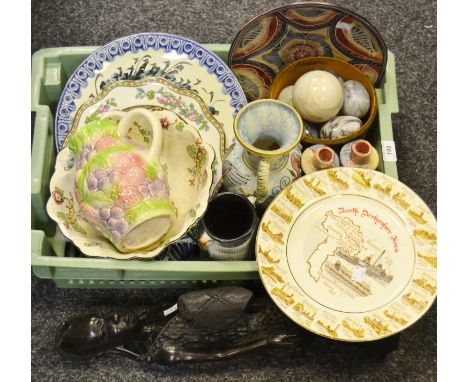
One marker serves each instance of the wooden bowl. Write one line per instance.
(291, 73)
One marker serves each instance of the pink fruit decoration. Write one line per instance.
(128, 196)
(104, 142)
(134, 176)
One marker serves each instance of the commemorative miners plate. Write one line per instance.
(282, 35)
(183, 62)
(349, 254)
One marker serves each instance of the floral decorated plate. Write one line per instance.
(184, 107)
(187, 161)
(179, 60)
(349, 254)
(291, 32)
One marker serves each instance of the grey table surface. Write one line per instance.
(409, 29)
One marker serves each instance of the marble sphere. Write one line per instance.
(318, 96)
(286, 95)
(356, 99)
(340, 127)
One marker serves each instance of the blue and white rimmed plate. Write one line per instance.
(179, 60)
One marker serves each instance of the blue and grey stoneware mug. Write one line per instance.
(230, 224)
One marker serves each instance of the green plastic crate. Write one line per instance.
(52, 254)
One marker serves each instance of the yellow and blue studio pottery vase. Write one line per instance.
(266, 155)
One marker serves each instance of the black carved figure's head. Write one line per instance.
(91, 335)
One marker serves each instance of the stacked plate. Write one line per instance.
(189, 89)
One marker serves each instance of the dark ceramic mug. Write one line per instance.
■ ■ ■ ■ ■
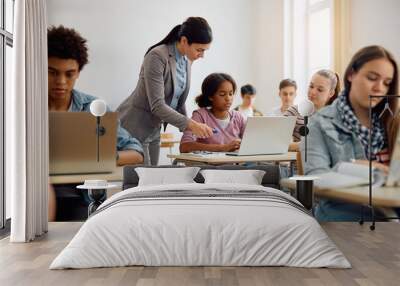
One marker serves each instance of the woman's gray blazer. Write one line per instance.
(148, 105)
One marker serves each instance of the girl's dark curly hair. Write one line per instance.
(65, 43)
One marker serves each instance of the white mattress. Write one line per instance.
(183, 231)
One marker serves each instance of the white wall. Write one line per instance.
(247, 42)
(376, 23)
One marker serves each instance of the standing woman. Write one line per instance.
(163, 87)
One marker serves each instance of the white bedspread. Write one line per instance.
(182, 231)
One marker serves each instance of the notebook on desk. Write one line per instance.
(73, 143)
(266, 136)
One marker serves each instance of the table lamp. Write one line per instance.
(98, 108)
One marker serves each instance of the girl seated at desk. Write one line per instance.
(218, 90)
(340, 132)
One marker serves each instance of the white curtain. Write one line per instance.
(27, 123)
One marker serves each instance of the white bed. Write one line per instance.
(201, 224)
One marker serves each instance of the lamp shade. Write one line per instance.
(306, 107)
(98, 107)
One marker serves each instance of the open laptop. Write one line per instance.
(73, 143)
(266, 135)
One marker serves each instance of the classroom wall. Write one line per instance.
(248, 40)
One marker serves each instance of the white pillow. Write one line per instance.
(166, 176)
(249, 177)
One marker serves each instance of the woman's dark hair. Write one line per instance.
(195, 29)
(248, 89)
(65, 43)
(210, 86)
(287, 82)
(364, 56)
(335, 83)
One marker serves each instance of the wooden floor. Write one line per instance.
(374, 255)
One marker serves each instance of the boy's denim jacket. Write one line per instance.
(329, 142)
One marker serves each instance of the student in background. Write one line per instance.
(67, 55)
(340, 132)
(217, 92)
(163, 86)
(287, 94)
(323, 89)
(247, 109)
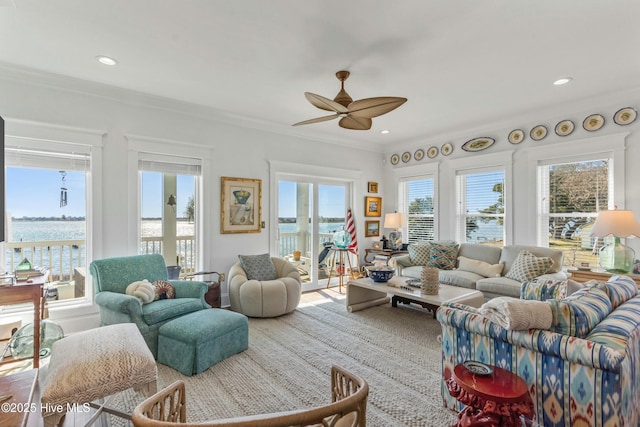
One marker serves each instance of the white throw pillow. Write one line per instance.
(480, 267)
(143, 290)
■ ■ ■ ■ ■
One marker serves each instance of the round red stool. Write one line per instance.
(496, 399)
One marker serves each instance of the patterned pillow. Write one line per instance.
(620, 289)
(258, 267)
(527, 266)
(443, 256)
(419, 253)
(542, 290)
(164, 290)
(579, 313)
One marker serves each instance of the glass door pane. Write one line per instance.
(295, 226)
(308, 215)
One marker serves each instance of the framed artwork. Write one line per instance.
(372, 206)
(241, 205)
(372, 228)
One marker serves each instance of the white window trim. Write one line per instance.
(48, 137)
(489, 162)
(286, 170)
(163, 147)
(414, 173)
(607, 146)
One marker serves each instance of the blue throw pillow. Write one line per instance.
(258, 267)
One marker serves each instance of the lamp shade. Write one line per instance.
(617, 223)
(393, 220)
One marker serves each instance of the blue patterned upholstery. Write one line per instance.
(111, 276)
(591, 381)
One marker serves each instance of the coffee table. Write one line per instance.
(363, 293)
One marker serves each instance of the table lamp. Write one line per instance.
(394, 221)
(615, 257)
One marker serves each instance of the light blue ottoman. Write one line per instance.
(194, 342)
■ ■ ■ ■ ■
Filter the rows above down to the lines that contain the word "blue", and copy out each of those lines.

The output
One marker serves each instance of the blue and white rimmed plate. Write one line per instance.
One marker serves each instance of the blue and grey stoneware mug. Write one line per instance.
One marker serves each instance of the yellow and blue studio pottery vase. Write one line per instance.
One marker serves each instance of the blue throw pillow. Write one line per instance.
One marker serves each instance of the blue patterned upholstery. Write one line per instance.
One marker serves each instance of the light blue ottoman. Write one line per instance.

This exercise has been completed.